**Défis**.
1. Reformulez sous forme de liste concise le paragraphe de l'extrait commençant par « Vote par approbation, vote alternatif », en conservant ses faits essentiels.
2. D'après l'extrait, comment la théorie du choix social qualifie-t-elle les modes de scrutin qui ne connaissent pas le phénomène décrit ?
3. Selon l'extrait, pourquoi est-il incompréhensible que la gauche accepte le scrutin majoritaire à deux tours ?

**Extrait du document**.
:::::

Du coup, quand ils ont conçu la 5ème république, ils ont logiquement choisi un mécanisme qui récompense l’union et punit la division, où le résultat change selon le nombre de candidats. Le scrutin majoritaire à deux tours est résolument politique et stratégique.
Que la gauche l’accepte alors que ça joue contre nous 👏 A 👏 CHAQUE 👏 ELECTION 👏 est incompréhensible. Il en existe d'autres, qui ne connaissent pas ce phénomène (on dit qu’ils sont “indépendants des alternatives non pertinentes” dans le jargon de la théorie du choix social)
Vote par approbation, vote alternatif, méthode de Coombs, jugement majoritaire : peu importe. Tous sont strictement supérieurs au système actuel. Si vous ne connaissez pas, (en très gros) votre vote permet de dire "si ça peut pas être A alors B, si ça peut pas être B alors C".

:::::

**Données affichées**.
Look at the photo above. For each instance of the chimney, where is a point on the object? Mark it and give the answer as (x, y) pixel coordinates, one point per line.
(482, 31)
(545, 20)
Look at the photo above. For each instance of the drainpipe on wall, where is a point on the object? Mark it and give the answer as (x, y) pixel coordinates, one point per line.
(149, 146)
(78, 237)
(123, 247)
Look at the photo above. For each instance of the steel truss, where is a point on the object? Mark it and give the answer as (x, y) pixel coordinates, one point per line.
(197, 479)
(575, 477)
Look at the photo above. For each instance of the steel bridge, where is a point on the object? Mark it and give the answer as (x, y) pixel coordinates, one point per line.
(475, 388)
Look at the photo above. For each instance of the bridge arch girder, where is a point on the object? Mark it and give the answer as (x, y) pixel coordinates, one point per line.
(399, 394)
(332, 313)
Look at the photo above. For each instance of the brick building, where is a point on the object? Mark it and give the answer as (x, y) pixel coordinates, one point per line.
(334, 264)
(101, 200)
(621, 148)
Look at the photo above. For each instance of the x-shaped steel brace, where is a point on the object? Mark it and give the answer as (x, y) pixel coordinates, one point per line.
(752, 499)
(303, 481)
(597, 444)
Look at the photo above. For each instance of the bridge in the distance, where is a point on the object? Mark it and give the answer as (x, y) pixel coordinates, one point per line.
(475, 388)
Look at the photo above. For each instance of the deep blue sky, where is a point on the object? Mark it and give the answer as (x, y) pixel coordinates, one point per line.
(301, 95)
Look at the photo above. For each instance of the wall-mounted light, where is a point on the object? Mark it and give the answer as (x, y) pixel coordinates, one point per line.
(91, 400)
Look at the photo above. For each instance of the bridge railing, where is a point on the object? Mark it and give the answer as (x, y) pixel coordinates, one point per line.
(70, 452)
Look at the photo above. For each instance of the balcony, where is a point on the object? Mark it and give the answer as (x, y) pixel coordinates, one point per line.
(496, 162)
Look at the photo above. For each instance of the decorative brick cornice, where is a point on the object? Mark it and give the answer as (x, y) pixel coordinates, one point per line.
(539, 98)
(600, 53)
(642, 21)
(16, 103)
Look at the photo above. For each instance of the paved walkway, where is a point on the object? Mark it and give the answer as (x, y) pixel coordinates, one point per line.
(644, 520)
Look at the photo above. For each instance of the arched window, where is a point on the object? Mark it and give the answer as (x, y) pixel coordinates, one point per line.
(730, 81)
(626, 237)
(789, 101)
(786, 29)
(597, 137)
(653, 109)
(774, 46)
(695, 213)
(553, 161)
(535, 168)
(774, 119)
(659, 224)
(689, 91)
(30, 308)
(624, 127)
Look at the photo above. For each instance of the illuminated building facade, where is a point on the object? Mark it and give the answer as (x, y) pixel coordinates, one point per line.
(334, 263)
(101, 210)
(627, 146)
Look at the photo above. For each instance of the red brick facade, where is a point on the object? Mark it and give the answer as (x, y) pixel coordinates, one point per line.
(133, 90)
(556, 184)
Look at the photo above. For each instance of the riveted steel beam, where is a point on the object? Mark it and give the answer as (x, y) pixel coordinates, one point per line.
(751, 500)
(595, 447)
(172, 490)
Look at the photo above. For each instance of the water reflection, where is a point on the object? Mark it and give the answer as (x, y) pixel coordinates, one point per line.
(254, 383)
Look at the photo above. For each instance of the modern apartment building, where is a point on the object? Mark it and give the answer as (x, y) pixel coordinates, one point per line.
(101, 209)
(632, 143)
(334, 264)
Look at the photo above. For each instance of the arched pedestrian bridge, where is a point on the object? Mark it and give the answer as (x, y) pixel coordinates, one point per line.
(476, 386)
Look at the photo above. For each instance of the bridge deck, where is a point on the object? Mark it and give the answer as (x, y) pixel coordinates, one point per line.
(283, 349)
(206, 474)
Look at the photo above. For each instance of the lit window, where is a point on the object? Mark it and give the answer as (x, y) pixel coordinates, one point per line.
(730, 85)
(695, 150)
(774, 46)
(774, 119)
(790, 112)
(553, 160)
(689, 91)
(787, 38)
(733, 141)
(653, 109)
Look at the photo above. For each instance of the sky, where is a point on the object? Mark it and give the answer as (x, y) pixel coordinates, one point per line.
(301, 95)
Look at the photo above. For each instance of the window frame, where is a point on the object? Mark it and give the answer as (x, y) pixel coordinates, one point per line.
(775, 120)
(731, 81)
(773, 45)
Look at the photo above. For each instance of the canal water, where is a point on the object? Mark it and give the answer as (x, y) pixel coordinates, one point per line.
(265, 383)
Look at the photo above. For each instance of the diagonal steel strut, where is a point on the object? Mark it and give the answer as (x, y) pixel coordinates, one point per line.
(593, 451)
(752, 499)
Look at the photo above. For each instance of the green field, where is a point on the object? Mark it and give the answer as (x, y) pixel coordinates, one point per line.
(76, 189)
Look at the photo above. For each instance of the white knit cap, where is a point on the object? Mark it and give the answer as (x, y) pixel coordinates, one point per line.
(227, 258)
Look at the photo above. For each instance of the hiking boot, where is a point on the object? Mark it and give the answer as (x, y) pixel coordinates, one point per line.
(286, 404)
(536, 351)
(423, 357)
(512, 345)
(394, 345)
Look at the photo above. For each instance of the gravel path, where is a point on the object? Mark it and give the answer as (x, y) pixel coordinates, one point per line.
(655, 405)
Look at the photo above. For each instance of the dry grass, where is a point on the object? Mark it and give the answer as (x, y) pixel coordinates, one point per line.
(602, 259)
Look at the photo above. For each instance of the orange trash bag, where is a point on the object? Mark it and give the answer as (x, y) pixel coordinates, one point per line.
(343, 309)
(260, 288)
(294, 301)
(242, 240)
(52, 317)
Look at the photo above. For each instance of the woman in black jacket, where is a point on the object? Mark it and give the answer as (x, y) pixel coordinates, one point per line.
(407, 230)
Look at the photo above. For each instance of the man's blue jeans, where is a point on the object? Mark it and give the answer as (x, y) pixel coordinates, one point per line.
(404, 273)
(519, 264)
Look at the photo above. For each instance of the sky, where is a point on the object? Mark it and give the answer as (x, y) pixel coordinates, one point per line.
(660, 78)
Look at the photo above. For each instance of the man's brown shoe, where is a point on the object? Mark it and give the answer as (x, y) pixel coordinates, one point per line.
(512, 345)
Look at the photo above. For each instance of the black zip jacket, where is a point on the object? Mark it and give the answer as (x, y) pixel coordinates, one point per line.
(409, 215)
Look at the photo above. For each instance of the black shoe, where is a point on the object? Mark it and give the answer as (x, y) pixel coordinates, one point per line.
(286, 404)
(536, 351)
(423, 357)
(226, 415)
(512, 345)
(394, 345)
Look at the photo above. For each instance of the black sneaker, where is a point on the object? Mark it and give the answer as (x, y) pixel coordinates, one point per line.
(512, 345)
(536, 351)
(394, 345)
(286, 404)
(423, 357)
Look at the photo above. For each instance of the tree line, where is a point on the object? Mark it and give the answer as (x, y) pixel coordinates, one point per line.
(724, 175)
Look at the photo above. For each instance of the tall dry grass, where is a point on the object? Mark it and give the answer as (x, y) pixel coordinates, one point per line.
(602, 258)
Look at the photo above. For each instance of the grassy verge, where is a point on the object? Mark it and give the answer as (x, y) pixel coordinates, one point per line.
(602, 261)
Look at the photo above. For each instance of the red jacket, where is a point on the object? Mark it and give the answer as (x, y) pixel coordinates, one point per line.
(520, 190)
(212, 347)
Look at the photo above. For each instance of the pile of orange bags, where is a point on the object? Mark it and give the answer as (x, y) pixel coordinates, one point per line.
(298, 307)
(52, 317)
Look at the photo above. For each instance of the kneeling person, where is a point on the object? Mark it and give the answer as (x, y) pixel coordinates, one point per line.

:::::

**Réponses attendues**.
1.
- Méthodes citées : vote par approbation, vote alternatif, méthode de Coombs, jugement majoritaire.
- Toutes sont strictement supérieures au système actuel.
- Principe, en très gros : le vote permet d'exprimer « si ça ne peut pas être A, alors B ; si ça ne peut pas être B, alors C ».

2. Ils sont dits « indépendants des alternatives non pertinentes ».

3. Parce que ce mode de scrutin joue contre la gauche à chaque élection.